> Istruzioni
Riporta tutte le righe seguenti come tabella Markdown con le colonne «n» e «Testo», dove «n» è il numero progressivo della riga, omettendo le righe vuote. Lascia fuori dalla risposta le immagini.
-------- Dati forniti --------
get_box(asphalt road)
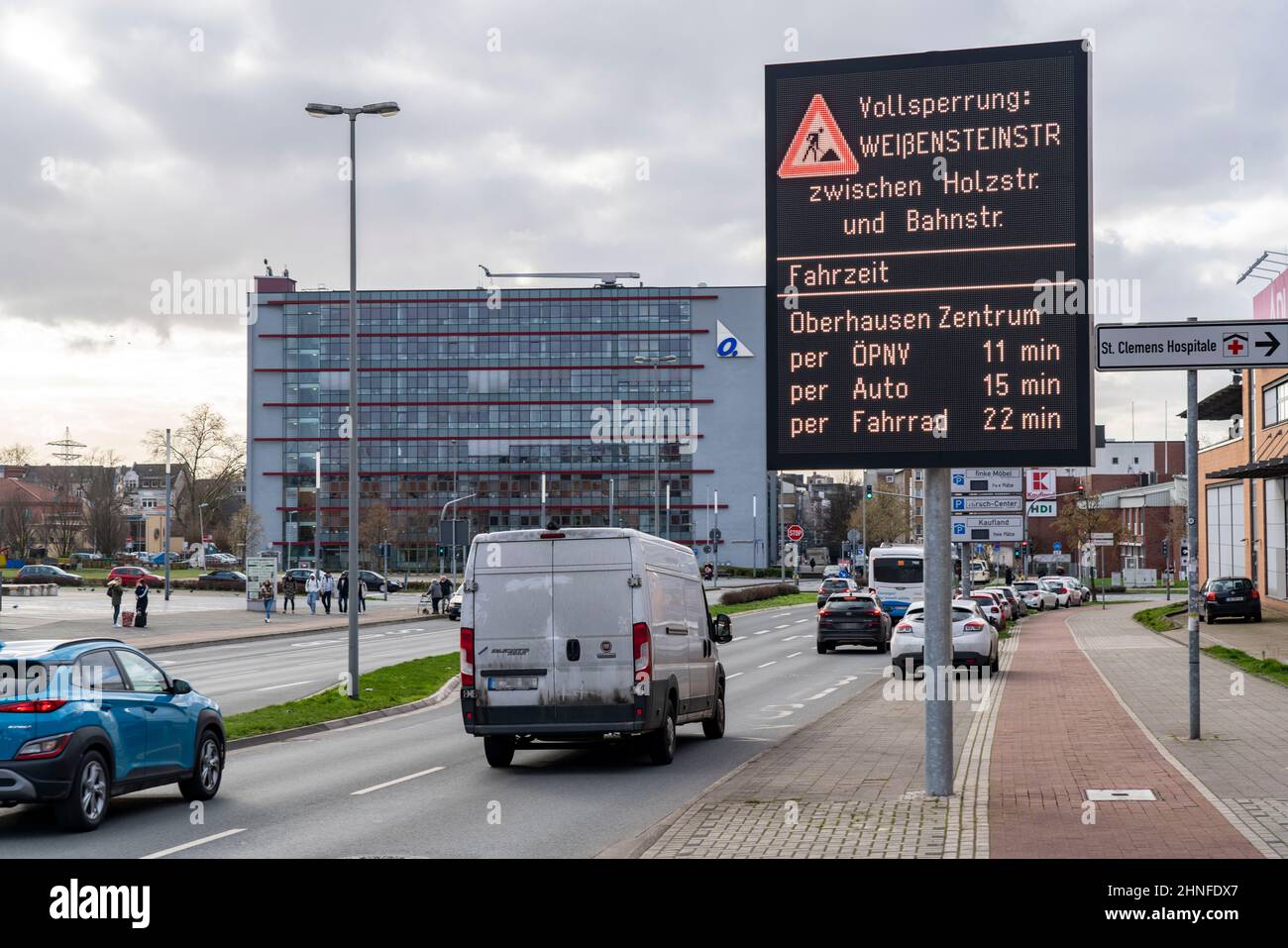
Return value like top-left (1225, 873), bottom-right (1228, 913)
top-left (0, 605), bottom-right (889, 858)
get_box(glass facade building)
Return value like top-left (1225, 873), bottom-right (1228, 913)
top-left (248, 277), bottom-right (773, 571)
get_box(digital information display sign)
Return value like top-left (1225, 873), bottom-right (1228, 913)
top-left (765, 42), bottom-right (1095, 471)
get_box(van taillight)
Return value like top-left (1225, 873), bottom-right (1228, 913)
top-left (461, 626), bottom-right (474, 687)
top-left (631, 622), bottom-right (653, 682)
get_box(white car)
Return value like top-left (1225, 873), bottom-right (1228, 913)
--------
> La soluzione
| n | Testo |
|---|---|
| 1 | get_box(asphalt road) |
| 2 | Return value like top-left (1225, 873), bottom-right (1228, 913) |
| 3 | top-left (0, 605), bottom-right (889, 858) |
| 4 | get_box(glass facade building) |
| 5 | Return value like top-left (1225, 873), bottom-right (1228, 913) |
| 6 | top-left (248, 277), bottom-right (773, 571) |
| 7 | get_box(digital information display sign) |
| 8 | Return value like top-left (1225, 873), bottom-right (1228, 913) |
| 9 | top-left (765, 42), bottom-right (1095, 471) |
| 10 | get_box(van taillight) |
| 11 | Return value like top-left (1225, 873), bottom-right (1228, 913) |
| 12 | top-left (461, 626), bottom-right (474, 687) |
| 13 | top-left (631, 622), bottom-right (653, 682) |
| 14 | get_box(white car) |
| 15 | Return value like top-left (1225, 873), bottom-right (1228, 913) |